→ Problems and tasks:
a - From the book review, copy the passage starting at "I am not much" and ending at "why but I was.".
b - According to the book review, which war is Frank Money a veteran of?
c - Translate this sentence from the book review into Spanish: "I started Beloved years ago and I couldn't get into it."

→ Text to read:

____

A deeply moving novel about an apparently defeated man finding his manhood—and his home.

Review

I picked this book up from the e-library because heck, everyone else has read it.  Yes, I picked this up just because everyone else did it.  And I am a bit embarrassed to say this but this was my first ever Toni Morrison book.  Yes!  I should have my black girl card revoked but it's true.  I started Beloved years ago and I couldn't get into it.  So I never picked up another Toni Morrison book.  EVER!  Until now.  
This short novel centers around the Korean War vet Frank Money, who comes back to the racist and segregated South with (what we call now) PTSD.  Frank Money started as most joining the army to get out of their small towns and as a way to get out of the deep poverty they were living in.  Frank only finds himself on the front lines witnessing the deaths of his close friends.  When he comes home only his body and vises are in tack.
I am not much for reading about war, death, or the horrors of killing.  So this book lost me when that seemed to be the focus.  For me the rave reviews of the New York Times seems to get overshadowed by the graphic nature of the violent acts.  I understand that bad things happen and that writers are writers because they can tell you about it and make you feel like you were there.  But... yuck!  I can't handle it.  Toni Morrison is a good writer.  I am not talking anything away from her writing style and ability.  I am just not into the subject matter of this particular book I think. I was hoping for something much more redeeming and something with high pie in the sky feel goodness.  I don't know why but I was.

____

→ Given records:
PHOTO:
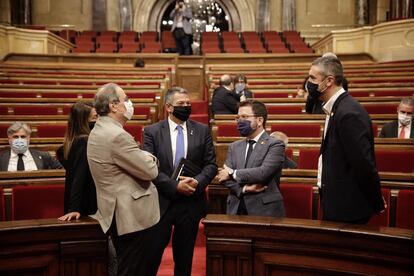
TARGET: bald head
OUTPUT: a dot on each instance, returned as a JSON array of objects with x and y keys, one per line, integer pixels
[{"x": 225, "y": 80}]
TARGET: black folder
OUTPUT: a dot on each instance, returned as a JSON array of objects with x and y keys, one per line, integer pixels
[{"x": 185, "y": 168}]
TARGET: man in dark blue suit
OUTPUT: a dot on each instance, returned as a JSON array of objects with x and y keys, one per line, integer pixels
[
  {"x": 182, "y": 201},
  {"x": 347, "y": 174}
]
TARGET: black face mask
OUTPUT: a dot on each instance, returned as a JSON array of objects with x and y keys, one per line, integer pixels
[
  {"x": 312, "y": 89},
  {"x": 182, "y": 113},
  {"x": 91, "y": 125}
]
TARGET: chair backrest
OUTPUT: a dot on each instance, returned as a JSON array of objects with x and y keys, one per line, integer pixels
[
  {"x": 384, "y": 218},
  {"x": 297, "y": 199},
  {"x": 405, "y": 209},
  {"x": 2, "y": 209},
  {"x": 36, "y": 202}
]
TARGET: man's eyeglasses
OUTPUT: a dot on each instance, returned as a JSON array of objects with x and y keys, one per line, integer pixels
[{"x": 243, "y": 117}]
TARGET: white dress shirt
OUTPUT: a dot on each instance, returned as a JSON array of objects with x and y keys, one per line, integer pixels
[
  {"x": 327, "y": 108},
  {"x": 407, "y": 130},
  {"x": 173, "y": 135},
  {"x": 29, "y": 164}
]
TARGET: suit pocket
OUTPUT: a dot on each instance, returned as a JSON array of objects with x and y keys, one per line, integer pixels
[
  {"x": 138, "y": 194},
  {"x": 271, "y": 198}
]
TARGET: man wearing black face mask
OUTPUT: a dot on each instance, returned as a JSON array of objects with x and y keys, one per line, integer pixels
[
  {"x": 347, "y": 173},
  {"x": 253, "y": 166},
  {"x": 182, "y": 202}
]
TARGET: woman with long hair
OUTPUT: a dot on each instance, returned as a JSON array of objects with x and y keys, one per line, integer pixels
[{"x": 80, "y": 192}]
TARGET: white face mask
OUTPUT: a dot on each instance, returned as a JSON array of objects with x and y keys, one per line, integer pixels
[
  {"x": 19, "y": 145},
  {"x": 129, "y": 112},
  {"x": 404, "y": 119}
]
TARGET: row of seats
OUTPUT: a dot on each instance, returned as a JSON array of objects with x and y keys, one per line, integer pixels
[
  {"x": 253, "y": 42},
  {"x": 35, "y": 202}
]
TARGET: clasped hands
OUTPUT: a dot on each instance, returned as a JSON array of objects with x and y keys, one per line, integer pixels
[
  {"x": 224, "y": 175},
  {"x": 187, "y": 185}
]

____

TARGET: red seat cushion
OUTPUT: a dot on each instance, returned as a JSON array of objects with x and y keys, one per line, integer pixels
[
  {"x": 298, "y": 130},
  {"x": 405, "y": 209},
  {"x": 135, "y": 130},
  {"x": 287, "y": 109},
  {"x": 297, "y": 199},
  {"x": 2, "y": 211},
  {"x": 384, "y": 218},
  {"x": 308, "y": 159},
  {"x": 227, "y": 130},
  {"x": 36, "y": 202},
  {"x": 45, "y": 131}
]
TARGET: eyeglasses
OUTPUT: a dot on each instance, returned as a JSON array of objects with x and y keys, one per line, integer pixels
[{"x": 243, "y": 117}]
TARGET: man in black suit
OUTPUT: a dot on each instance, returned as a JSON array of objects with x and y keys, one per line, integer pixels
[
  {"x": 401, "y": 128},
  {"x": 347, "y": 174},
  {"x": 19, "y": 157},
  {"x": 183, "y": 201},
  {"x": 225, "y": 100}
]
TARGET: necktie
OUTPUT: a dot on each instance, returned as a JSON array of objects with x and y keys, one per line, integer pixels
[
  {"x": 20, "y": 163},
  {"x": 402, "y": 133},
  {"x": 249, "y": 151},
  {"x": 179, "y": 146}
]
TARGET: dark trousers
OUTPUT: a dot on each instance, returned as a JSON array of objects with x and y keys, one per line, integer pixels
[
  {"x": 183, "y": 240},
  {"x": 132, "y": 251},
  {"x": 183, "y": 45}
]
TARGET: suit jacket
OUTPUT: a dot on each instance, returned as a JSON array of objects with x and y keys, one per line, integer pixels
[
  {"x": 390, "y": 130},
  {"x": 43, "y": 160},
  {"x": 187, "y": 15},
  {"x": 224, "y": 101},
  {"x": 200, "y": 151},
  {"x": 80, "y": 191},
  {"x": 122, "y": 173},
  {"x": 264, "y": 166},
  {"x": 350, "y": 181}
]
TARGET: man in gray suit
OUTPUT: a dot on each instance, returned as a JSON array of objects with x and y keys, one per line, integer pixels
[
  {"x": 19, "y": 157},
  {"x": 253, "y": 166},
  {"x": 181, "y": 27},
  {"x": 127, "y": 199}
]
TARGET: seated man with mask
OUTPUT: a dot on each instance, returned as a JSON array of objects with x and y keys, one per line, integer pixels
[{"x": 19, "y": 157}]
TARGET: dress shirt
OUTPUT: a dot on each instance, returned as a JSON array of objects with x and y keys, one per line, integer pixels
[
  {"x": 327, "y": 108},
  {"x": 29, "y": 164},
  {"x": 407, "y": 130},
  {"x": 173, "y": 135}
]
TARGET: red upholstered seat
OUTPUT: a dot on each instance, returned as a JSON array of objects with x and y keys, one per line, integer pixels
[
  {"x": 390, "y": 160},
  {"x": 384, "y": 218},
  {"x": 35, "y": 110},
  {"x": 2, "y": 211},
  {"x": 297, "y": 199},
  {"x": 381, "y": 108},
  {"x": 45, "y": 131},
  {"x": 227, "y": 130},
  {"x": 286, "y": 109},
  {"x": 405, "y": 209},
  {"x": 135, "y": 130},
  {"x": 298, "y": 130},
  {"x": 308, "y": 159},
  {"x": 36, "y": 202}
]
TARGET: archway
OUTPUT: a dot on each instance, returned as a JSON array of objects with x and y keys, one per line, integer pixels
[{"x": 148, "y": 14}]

____

→ Full solutions:
a -
I am not much for reading about war, death, or the horrors of killing.  So this book lost me when that seemed to be the focus.  For me the rave reviews of the New York Times seems to get overshadowed by the graphic nature of the violent acts.  I understand that bad things happen and that writers are writers because they can tell you about it and make you feel like you were there.  But... yuck!  I can't handle it.  Toni Morrison is a good writer.  I am not talking anything away from her writing style and ability.  I am just not into the subject matter of this particular book I think. I was hoping for something much more redeeming and something with high pie in the sky feel goodness.  I don't know why but I was.

b - The Korean War.

c - Empecé Beloved hace años y no logré engancharme.